- YOUR TASK: Every line of the data that contains the string "chair" must be copied.

··· RAW DATA

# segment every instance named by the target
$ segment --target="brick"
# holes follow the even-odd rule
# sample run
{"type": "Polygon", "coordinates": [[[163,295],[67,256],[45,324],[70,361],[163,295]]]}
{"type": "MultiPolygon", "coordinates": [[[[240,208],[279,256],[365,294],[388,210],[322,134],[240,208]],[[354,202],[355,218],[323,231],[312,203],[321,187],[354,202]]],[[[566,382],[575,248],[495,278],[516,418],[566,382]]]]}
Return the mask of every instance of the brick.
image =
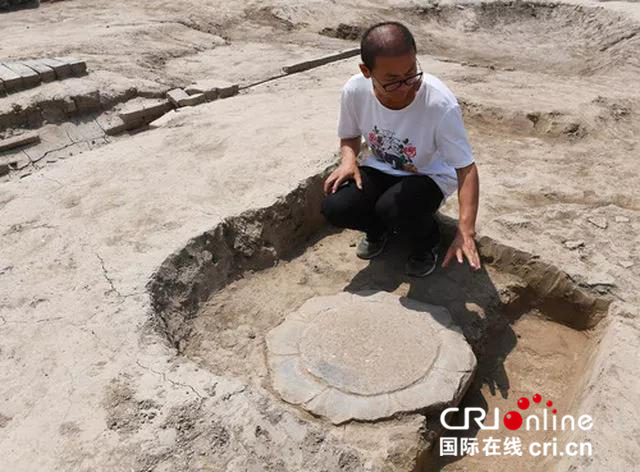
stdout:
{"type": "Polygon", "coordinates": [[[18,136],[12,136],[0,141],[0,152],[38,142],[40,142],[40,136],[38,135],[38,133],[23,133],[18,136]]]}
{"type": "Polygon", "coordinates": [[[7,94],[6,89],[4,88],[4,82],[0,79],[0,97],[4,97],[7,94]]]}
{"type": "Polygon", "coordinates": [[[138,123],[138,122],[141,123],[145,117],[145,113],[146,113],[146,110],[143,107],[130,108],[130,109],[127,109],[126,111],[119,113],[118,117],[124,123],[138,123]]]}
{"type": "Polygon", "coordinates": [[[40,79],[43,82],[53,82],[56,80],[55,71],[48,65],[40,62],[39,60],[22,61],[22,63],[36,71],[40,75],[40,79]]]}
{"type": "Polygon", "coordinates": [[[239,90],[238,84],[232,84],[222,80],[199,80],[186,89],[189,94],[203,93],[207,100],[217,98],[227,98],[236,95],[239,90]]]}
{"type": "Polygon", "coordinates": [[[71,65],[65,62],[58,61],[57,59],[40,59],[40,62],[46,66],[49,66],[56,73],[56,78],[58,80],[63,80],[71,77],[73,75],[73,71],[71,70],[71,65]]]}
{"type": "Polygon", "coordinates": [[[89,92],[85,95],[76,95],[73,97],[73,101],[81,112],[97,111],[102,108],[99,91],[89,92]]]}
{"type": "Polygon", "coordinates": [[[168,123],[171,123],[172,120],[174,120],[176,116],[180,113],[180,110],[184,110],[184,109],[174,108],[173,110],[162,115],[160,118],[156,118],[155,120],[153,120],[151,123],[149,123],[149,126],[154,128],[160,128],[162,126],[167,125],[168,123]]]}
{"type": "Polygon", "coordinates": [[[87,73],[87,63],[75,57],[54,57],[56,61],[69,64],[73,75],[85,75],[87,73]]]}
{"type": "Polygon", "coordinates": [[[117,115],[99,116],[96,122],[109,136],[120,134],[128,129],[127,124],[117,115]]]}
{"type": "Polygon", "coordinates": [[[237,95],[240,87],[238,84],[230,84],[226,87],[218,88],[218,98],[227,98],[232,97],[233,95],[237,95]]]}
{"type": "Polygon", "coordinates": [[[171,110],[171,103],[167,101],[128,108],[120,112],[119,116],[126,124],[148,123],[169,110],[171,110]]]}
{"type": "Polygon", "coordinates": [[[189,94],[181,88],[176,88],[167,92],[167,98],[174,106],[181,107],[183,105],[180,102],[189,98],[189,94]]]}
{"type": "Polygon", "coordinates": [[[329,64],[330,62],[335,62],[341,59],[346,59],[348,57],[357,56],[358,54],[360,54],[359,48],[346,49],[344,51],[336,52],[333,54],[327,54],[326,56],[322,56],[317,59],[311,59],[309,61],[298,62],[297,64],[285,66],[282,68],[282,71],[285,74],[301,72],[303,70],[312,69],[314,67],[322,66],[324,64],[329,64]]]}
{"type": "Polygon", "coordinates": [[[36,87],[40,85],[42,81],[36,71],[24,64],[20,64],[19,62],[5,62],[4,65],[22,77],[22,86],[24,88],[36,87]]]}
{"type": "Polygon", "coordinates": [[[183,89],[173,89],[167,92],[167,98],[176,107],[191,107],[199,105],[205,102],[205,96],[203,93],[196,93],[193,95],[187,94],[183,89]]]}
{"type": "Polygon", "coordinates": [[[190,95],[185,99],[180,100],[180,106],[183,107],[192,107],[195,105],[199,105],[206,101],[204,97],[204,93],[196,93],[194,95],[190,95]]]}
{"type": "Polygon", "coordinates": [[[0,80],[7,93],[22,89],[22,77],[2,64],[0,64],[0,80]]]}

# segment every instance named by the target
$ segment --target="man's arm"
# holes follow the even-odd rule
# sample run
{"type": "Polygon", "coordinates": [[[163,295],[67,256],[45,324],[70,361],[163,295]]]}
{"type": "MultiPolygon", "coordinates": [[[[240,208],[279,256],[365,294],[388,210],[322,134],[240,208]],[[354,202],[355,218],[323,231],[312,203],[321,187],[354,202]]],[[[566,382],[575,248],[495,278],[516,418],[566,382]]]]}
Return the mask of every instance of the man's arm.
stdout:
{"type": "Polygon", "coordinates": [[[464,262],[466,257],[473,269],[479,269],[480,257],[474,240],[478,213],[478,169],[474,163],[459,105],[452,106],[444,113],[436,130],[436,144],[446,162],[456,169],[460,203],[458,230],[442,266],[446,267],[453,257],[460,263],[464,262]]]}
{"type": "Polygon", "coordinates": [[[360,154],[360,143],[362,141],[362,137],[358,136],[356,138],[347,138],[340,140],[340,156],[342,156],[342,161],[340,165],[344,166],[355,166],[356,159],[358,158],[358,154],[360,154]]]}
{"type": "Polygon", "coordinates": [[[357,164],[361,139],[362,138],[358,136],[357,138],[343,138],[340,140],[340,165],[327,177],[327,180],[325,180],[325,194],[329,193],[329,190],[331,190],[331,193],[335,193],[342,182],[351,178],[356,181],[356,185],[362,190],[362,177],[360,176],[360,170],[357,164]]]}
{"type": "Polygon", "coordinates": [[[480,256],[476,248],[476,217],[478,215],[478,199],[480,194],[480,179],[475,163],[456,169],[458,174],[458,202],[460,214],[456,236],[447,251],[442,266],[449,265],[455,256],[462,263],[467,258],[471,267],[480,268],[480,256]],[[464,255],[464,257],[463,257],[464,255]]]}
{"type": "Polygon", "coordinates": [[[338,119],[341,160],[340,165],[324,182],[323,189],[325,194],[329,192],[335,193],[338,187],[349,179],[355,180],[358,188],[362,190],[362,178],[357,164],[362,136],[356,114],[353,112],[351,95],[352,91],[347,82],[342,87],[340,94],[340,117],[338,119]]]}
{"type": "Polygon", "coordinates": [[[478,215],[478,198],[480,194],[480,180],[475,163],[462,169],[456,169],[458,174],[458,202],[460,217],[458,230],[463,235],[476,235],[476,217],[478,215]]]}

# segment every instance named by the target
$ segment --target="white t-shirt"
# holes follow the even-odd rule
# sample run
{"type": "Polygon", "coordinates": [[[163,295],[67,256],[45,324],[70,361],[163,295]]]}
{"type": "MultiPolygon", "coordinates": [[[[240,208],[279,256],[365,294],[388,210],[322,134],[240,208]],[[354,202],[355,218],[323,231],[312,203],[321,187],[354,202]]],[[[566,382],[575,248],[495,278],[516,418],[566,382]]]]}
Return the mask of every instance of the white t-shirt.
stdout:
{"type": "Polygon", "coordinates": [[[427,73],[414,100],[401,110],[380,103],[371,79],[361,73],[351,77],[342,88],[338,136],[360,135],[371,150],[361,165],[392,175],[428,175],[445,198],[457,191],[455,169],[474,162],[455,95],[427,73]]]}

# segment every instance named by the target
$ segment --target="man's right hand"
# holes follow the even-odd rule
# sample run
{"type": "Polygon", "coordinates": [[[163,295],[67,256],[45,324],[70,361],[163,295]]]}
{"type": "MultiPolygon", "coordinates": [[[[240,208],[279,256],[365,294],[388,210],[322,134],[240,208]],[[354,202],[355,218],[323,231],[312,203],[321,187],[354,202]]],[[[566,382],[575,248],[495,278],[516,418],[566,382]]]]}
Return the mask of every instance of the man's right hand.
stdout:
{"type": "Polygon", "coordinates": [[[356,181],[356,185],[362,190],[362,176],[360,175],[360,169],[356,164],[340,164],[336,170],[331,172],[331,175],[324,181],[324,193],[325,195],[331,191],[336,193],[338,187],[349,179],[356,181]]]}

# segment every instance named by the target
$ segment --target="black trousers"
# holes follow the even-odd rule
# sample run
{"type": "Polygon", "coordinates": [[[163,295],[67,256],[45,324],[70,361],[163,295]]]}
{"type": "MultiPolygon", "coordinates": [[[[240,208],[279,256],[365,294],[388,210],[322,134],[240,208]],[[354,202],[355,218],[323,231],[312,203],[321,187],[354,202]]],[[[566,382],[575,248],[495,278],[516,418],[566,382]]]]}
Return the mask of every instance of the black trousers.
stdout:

······
··· RAW DATA

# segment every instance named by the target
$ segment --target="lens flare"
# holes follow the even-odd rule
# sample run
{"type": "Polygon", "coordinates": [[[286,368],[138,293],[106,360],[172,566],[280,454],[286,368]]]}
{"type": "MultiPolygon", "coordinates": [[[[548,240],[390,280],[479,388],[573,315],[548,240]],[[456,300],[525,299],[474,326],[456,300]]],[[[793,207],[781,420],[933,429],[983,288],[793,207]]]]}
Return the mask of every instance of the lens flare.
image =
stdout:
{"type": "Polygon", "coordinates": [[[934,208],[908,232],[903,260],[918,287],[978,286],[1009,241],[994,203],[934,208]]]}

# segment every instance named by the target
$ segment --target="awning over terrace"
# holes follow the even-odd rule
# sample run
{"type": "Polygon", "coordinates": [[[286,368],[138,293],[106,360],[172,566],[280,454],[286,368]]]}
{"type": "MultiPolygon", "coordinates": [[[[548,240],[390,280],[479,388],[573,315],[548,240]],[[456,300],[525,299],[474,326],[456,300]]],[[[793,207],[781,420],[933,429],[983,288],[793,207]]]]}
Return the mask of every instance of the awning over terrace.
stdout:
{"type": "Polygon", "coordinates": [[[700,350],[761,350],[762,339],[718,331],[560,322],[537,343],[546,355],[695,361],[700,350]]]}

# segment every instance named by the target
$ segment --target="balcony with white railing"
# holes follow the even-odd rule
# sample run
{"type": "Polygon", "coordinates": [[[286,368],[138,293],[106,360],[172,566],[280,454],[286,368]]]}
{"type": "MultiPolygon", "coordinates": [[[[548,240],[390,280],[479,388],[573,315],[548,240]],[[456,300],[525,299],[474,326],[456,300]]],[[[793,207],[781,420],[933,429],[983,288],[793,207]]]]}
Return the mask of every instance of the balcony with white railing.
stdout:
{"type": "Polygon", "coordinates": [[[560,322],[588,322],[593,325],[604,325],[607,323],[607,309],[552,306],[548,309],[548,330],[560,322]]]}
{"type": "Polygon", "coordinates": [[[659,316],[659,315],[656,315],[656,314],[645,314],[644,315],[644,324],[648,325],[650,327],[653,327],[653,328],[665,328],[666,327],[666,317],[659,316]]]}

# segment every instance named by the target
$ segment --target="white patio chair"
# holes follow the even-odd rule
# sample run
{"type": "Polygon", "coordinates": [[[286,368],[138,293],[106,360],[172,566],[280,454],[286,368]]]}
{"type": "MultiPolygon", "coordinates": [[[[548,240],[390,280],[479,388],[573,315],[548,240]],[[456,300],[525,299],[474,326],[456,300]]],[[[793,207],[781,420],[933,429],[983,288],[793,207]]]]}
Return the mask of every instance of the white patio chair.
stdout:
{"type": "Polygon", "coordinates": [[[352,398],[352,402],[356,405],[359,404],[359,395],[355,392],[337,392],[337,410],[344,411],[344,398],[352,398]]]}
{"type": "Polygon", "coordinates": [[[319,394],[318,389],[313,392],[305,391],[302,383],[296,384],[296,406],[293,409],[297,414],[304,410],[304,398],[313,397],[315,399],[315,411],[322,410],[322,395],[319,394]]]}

······
··· RAW DATA

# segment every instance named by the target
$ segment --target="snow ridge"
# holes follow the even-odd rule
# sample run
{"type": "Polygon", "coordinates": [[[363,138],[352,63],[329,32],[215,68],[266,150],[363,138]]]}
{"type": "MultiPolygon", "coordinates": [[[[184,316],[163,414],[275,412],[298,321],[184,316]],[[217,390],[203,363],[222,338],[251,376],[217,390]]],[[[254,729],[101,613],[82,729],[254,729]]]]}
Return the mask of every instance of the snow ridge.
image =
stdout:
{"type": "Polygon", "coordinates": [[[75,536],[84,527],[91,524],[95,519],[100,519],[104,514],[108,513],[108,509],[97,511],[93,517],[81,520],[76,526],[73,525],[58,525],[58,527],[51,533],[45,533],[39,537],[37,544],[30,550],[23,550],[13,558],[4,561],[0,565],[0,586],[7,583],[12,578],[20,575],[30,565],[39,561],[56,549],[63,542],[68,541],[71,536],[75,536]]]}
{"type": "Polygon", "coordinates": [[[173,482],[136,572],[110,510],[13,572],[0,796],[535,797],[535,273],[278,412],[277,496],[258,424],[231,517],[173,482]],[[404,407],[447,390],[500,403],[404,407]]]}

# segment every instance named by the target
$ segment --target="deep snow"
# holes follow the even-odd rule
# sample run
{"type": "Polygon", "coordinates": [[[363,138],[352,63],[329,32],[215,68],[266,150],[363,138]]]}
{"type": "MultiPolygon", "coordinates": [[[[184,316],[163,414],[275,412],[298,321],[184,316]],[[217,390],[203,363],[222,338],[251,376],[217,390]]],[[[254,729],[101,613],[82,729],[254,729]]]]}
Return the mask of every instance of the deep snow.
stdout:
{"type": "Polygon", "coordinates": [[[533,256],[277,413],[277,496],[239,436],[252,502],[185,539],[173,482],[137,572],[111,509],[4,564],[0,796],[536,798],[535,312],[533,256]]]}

······

- WRITTEN ANSWER:
$ segment --target="white patio chair"
Return the mask of every instance of the white patio chair.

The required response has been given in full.